**Problem description:** Exact copy, no pictures: set down every entry below as written.

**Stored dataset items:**
• • • • • • •

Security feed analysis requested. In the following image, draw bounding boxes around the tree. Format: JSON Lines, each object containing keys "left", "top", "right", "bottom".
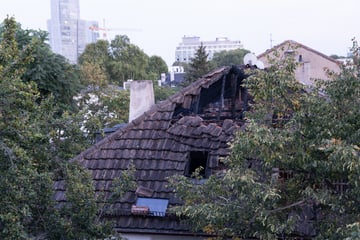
{"left": 78, "top": 39, "right": 110, "bottom": 87}
{"left": 79, "top": 35, "right": 168, "bottom": 87}
{"left": 77, "top": 85, "right": 130, "bottom": 135}
{"left": 108, "top": 35, "right": 148, "bottom": 85}
{"left": 147, "top": 55, "right": 168, "bottom": 80}
{"left": 154, "top": 85, "right": 179, "bottom": 103}
{"left": 183, "top": 43, "right": 214, "bottom": 86}
{"left": 169, "top": 42, "right": 360, "bottom": 239}
{"left": 23, "top": 49, "right": 82, "bottom": 111}
{"left": 0, "top": 16, "right": 58, "bottom": 238}
{"left": 0, "top": 23, "right": 82, "bottom": 112}
{"left": 211, "top": 48, "right": 250, "bottom": 68}
{"left": 0, "top": 17, "right": 121, "bottom": 239}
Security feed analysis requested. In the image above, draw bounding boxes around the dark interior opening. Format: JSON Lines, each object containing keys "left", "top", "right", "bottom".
{"left": 186, "top": 151, "right": 208, "bottom": 177}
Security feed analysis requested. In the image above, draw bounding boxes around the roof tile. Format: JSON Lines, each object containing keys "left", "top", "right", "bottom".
{"left": 54, "top": 65, "right": 249, "bottom": 235}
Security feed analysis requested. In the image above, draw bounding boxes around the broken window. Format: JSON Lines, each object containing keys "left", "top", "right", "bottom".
{"left": 184, "top": 151, "right": 209, "bottom": 178}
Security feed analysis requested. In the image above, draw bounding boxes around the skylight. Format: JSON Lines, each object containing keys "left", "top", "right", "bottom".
{"left": 135, "top": 197, "right": 169, "bottom": 217}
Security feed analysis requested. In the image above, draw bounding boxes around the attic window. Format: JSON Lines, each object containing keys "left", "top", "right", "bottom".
{"left": 185, "top": 151, "right": 209, "bottom": 178}
{"left": 284, "top": 49, "right": 295, "bottom": 57}
{"left": 132, "top": 197, "right": 169, "bottom": 217}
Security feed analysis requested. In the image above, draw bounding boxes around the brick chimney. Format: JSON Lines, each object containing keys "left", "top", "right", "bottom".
{"left": 129, "top": 80, "right": 155, "bottom": 122}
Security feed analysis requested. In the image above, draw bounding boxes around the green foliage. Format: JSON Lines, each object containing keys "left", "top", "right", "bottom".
{"left": 110, "top": 161, "right": 137, "bottom": 202}
{"left": 77, "top": 35, "right": 172, "bottom": 133}
{"left": 211, "top": 48, "right": 251, "bottom": 68}
{"left": 154, "top": 85, "right": 179, "bottom": 103}
{"left": 183, "top": 43, "right": 214, "bottom": 87}
{"left": 79, "top": 34, "right": 169, "bottom": 86}
{"left": 170, "top": 41, "right": 360, "bottom": 239}
{"left": 0, "top": 20, "right": 82, "bottom": 112}
{"left": 75, "top": 85, "right": 130, "bottom": 140}
{"left": 23, "top": 50, "right": 82, "bottom": 111}
{"left": 108, "top": 35, "right": 148, "bottom": 84}
{"left": 47, "top": 163, "right": 114, "bottom": 239}
{"left": 79, "top": 39, "right": 110, "bottom": 87}
{"left": 0, "top": 17, "right": 128, "bottom": 238}
{"left": 147, "top": 55, "right": 168, "bottom": 80}
{"left": 0, "top": 17, "right": 56, "bottom": 239}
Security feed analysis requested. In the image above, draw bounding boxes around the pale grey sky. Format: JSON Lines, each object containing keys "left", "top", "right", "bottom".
{"left": 2, "top": 0, "right": 359, "bottom": 67}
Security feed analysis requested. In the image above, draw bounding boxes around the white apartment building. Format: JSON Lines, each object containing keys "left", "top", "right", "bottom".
{"left": 175, "top": 36, "right": 243, "bottom": 63}
{"left": 47, "top": 0, "right": 99, "bottom": 64}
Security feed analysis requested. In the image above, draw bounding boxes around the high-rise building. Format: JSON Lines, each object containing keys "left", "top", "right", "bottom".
{"left": 175, "top": 36, "right": 243, "bottom": 63}
{"left": 47, "top": 0, "right": 99, "bottom": 64}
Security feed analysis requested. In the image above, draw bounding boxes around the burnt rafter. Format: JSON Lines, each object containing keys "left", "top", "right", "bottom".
{"left": 196, "top": 65, "right": 249, "bottom": 120}
{"left": 173, "top": 65, "right": 249, "bottom": 120}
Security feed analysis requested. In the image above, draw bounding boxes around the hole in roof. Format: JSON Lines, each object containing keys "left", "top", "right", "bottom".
{"left": 185, "top": 151, "right": 209, "bottom": 178}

• • • • • • •

**Response below:**
Security feed analysis requested. In the following image, draw bounding boxes around the tree. Format: JSON Lines, each object containing keys "left", "top", "right", "bottom".
{"left": 78, "top": 39, "right": 110, "bottom": 87}
{"left": 79, "top": 35, "right": 168, "bottom": 87}
{"left": 77, "top": 85, "right": 130, "bottom": 135}
{"left": 108, "top": 35, "right": 148, "bottom": 85}
{"left": 147, "top": 55, "right": 168, "bottom": 80}
{"left": 154, "top": 85, "right": 179, "bottom": 103}
{"left": 183, "top": 43, "right": 214, "bottom": 86}
{"left": 169, "top": 42, "right": 360, "bottom": 239}
{"left": 23, "top": 49, "right": 82, "bottom": 111}
{"left": 0, "top": 16, "right": 58, "bottom": 238}
{"left": 0, "top": 23, "right": 82, "bottom": 112}
{"left": 211, "top": 48, "right": 250, "bottom": 68}
{"left": 0, "top": 17, "right": 121, "bottom": 239}
Security feed analysis requested. In the image above, draw bounding boxes around the dark interior opening. Format: JSON Lines, each object containing keys "left", "top", "right", "bottom".
{"left": 186, "top": 151, "right": 208, "bottom": 177}
Security feed analysis requested. In the image above, draw bounding boxes around the roof tile. Format: JSON Lines, each object containing keys "left", "top", "right", "bottom".
{"left": 54, "top": 65, "right": 249, "bottom": 235}
Security feed analysis requested. In the image above, draw bounding boxes around the broken window. Format: JSON Lines, each object containing keys "left", "top", "right", "bottom".
{"left": 184, "top": 151, "right": 209, "bottom": 178}
Security feed analysis requested. In the image above, draw bounding boxes around the skylight. Format: JSON Lines, each object containing keys "left", "top", "right", "bottom".
{"left": 135, "top": 197, "right": 169, "bottom": 217}
Security feed analysis requested. In the image above, draw bounding boxes around the attic window. Format: JSON Lines, each object containing keys "left", "top", "right", "bottom".
{"left": 185, "top": 151, "right": 209, "bottom": 178}
{"left": 284, "top": 49, "right": 295, "bottom": 57}
{"left": 132, "top": 197, "right": 169, "bottom": 217}
Security feed analysis requested. In the image above, draw bounding boxes around the brick chimney. Format: JSON Lines, each object containing keys "left", "top", "right", "bottom".
{"left": 129, "top": 80, "right": 155, "bottom": 122}
Security feed analysis requested. In the image above, draw bounding boxes around the green foliage. Format: JSON Lines, each object containing keys "left", "top", "right", "bottom".
{"left": 110, "top": 161, "right": 137, "bottom": 202}
{"left": 77, "top": 35, "right": 172, "bottom": 133}
{"left": 211, "top": 48, "right": 251, "bottom": 68}
{"left": 154, "top": 85, "right": 179, "bottom": 103}
{"left": 183, "top": 43, "right": 214, "bottom": 87}
{"left": 79, "top": 34, "right": 169, "bottom": 86}
{"left": 170, "top": 41, "right": 360, "bottom": 239}
{"left": 0, "top": 20, "right": 82, "bottom": 112}
{"left": 75, "top": 85, "right": 130, "bottom": 140}
{"left": 23, "top": 50, "right": 82, "bottom": 111}
{"left": 108, "top": 35, "right": 148, "bottom": 84}
{"left": 47, "top": 163, "right": 114, "bottom": 239}
{"left": 79, "top": 39, "right": 110, "bottom": 87}
{"left": 0, "top": 17, "right": 128, "bottom": 238}
{"left": 147, "top": 55, "right": 168, "bottom": 80}
{"left": 0, "top": 17, "right": 56, "bottom": 239}
Security feed analysis requested. In the image above, draw bounding boxes around the pale grey sky. Format: JSON Lines, each object containing keys "left", "top", "right", "bottom".
{"left": 2, "top": 0, "right": 359, "bottom": 67}
Security feed analysis requested. In the image above, draw bounding boxes around the white apartment building. Format: JSON Lines, each object containing keys "left", "top", "right", "bottom".
{"left": 175, "top": 36, "right": 243, "bottom": 63}
{"left": 47, "top": 0, "right": 99, "bottom": 64}
Security feed analysis requested. In the image above, draw bounding boxes around the high-rise building. Format: JSON Lines, each object containing keys "left", "top", "right", "bottom".
{"left": 175, "top": 36, "right": 243, "bottom": 63}
{"left": 47, "top": 0, "right": 99, "bottom": 64}
Security feed analysis requested. In the image above, draw bounding boxes around the burnt rafter. Format: JSON Lines, each object containing keys "left", "top", "right", "bottom".
{"left": 196, "top": 65, "right": 249, "bottom": 120}
{"left": 173, "top": 65, "right": 249, "bottom": 120}
Security feed analysis requested. In the image above, draw bounding boxes around the hole in roof. Format: JSON Lines, each object containing keys "left", "top", "right", "bottom".
{"left": 185, "top": 151, "right": 209, "bottom": 178}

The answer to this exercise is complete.